— begin —

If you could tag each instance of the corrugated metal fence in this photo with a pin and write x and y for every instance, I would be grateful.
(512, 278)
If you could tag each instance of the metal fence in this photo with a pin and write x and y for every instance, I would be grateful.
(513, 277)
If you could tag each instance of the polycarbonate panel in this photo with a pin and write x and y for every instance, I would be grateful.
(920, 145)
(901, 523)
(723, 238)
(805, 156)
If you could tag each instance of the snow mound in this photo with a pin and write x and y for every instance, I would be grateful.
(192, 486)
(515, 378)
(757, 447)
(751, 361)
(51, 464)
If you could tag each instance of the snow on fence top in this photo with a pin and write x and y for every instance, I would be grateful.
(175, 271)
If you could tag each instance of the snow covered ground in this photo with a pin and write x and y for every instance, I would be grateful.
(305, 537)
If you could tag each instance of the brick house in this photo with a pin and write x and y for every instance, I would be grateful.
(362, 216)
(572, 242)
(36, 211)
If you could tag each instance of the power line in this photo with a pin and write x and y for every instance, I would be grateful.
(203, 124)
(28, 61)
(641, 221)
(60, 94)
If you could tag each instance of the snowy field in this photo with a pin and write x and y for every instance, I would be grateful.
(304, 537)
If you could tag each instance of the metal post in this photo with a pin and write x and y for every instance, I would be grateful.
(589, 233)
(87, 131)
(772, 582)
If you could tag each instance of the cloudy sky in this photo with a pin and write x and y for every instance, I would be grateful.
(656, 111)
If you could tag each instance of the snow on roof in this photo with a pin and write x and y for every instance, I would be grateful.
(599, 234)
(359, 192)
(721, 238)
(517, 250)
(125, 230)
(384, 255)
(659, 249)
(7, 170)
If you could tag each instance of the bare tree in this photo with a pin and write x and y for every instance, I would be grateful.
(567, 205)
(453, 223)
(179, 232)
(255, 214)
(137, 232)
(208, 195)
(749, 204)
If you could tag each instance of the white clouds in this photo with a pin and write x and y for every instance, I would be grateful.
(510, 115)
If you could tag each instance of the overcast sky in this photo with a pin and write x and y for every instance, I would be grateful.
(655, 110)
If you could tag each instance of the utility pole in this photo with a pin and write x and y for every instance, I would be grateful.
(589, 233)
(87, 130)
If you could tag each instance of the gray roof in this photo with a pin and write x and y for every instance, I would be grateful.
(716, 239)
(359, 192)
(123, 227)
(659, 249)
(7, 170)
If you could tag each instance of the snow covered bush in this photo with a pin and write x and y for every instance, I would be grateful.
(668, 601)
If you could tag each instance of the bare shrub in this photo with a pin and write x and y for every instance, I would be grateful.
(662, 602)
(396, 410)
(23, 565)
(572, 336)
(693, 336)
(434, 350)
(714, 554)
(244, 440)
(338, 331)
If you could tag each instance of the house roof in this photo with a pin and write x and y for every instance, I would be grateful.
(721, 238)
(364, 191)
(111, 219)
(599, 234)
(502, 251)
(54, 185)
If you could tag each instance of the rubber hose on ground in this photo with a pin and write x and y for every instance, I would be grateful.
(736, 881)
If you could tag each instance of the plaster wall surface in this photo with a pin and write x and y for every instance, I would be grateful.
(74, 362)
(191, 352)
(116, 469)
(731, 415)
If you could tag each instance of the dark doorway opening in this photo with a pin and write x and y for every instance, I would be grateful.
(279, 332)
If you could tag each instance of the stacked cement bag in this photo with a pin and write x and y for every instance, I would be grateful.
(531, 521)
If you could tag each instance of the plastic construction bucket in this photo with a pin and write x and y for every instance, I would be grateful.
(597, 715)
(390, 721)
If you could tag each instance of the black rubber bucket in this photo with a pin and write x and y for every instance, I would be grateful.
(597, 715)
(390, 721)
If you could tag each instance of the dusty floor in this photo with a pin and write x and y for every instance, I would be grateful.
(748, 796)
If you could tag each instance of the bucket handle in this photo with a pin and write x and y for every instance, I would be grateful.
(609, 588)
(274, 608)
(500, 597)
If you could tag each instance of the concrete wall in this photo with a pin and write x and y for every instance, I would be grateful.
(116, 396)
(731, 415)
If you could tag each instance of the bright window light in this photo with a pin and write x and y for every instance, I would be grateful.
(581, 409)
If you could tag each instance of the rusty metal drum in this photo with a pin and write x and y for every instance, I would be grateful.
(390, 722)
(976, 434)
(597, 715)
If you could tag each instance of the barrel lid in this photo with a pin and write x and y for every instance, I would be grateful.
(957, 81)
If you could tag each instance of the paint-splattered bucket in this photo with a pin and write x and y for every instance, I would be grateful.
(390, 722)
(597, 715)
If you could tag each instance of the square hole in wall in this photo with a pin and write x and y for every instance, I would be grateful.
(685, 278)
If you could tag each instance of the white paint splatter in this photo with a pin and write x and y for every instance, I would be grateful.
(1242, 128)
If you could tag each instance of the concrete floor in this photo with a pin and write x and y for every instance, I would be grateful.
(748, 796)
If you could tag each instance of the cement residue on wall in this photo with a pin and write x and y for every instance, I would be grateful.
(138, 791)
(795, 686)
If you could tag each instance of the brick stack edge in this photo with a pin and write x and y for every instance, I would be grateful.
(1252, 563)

— end —

● WRITTEN INSTRUCTION
Nothing in the data may differ; print all of it exactly as written.

● ANSWER TO THIS EXERCISE
If you could tag each instance of the corrugated metal fence in this photo with a pin and write x and y for every instance, I would be grateful.
(512, 278)
If you could tag each instance of the metal fence in this photo with a pin and write x and y for every instance, I would be grateful.
(513, 277)
If you could tag each instance of the polycarbonate panel in this photo with a pin and write x and y for every instance, I would be grateful.
(920, 145)
(901, 523)
(723, 238)
(805, 156)
If you could tag each instance of the snow mound in this photo with a pin and write x and y for every instance, I would be grateful.
(192, 486)
(515, 378)
(757, 447)
(751, 361)
(51, 464)
If you could tag each instance of the snow on fence top in this photo with a pin and write x and y for every instance, I would be grateful.
(175, 271)
If you could tag each instance of the snow covered ground in this photo with a pin and write x and y for every instance, I would be grateful.
(305, 537)
If you could tag each instance of the brick house in this photo with a pin and write x and y for every instance, I would be grateful.
(362, 216)
(572, 242)
(36, 211)
If you could tag each instance of the power line in this photo with a pin and write x and y for every instance, I would be grateful.
(203, 124)
(28, 61)
(641, 221)
(60, 94)
If you could tag each instance of the snowy field in this photo with a pin and write x and y for every instance, I would be grateful.
(304, 537)
If you could tag each instance of the metal post in this photo with a pin and write x and y for every instance, I would be grateful.
(589, 233)
(87, 131)
(772, 582)
If you could tag each instance of the cloudy sky in this photo with a pin and write x and y for every instance, I would be grateful.
(656, 111)
If you could tag each instance of the snow on roof in this photo with a pin and write x and y for every instance, I would be grateful.
(599, 234)
(359, 192)
(721, 238)
(517, 250)
(125, 230)
(384, 255)
(659, 249)
(7, 170)
If you could tag each instance of the bare tree in this photo with a pin and write x and y for every instance, I would be grateful.
(567, 205)
(453, 223)
(179, 232)
(255, 214)
(137, 232)
(208, 195)
(749, 204)
If you could tag each instance of the white clouds in this photo with a pin and write x and y for every instance, I would be grateful.
(510, 115)
If you could tag each instance of the overcast sky in this photo with a pin and write x and y for every instance, I would be grateful.
(655, 110)
If you could tag each instance of the utility pole in this photo with a pin and write x and y for every instance, I would be grateful.
(589, 233)
(87, 130)
If you could tag each instance of the gray roof in this photo with a pin and write x and y for every instance, I would be grateful.
(716, 239)
(359, 192)
(123, 227)
(659, 249)
(7, 170)
If you could tag each instance of the snow covered bush in this photo with a pin and write x and y for every instance, I would be grateful.
(668, 601)
If you could tag each instance of the bare shrub in this photo with a pin and write x and y for every instance, I would be grateful.
(662, 602)
(396, 410)
(23, 565)
(572, 336)
(693, 336)
(434, 350)
(714, 554)
(244, 440)
(338, 331)
If you could tag each instance of the house roof in this photo with a pin and write x and y for every instance, I would be grateful.
(721, 238)
(364, 191)
(111, 219)
(599, 234)
(502, 251)
(54, 185)
If you could tag each instance of the rubber hose on ground in this photo with a pin and write x and y for every instance, I would be grateful.
(736, 881)
If you could tag each instance of the plaster wall surface in this photo with a pin and write x and y for every instance, I would be grateful.
(74, 362)
(191, 352)
(116, 469)
(731, 415)
If you could tag each instance of the dark doorway opening in this photo with a pin and write x and y for every instance, I would be grateful.
(279, 332)
If you could tag each instance of the stacked cement bag in this photo with a pin and write x and y for every instance, I would be grateful.
(531, 521)
If you could tag each instance of the plastic construction bucket in this photo with a pin and write x and y for every instance, I would be grateful.
(597, 715)
(390, 721)
If you could tag each instance of the black rubber bucket in this photo with a pin and write x and y for every instance, I would be grateful.
(597, 715)
(390, 721)
If you could tag each instance of the dusty floor in this photo with a pin and write x and y for every instance, I would be grateful.
(748, 796)
If you could tag each instance of the bucket handle in this photo with a pin and write x and y for every instance, I would be grateful.
(609, 588)
(274, 608)
(500, 597)
If you could tag each instance of the concrete wall in this photo with a pin and write x and y for every instance, I would be grateful.
(116, 396)
(731, 415)
If you could tag each instance of the bright window light in this photo with a pin and write x and y for every instance, I would be grateful.
(581, 409)
If you could tag each instance of the rusty metal drum in this photo with a pin and write x and y for every instance, I would be grateful.
(390, 722)
(976, 434)
(597, 715)
If you could tag each instance of the barrel lid in this photo with a pin and write x and y for every instance, I would be grateful.
(957, 81)
If you could tag each instance of the paint-splattered bucket in this photo with a pin and write x and y for every instance, I would be grateful.
(390, 722)
(597, 715)
If you could tag each instance of the square hole in wall in this photo with a pin and write x and y for every instance, I would be grateful.
(685, 278)
If you could tag each instance of the white paint splatter in this photo with a pin and write x and y for every instance, I would be grateful.
(1242, 128)
If you could tag each instance of the concrete floor in this photo with a pin and write x and y for every instance, I would be grateful.
(748, 796)
If you could tag each instance of the cement residue on wall in this photo with a pin and write x and y for every instance, I would be grateful.
(138, 791)
(795, 686)
If you could tag each instance of the brick stack edge in this photo with a pin and write x and y for every instance, I would be grateful.
(1252, 563)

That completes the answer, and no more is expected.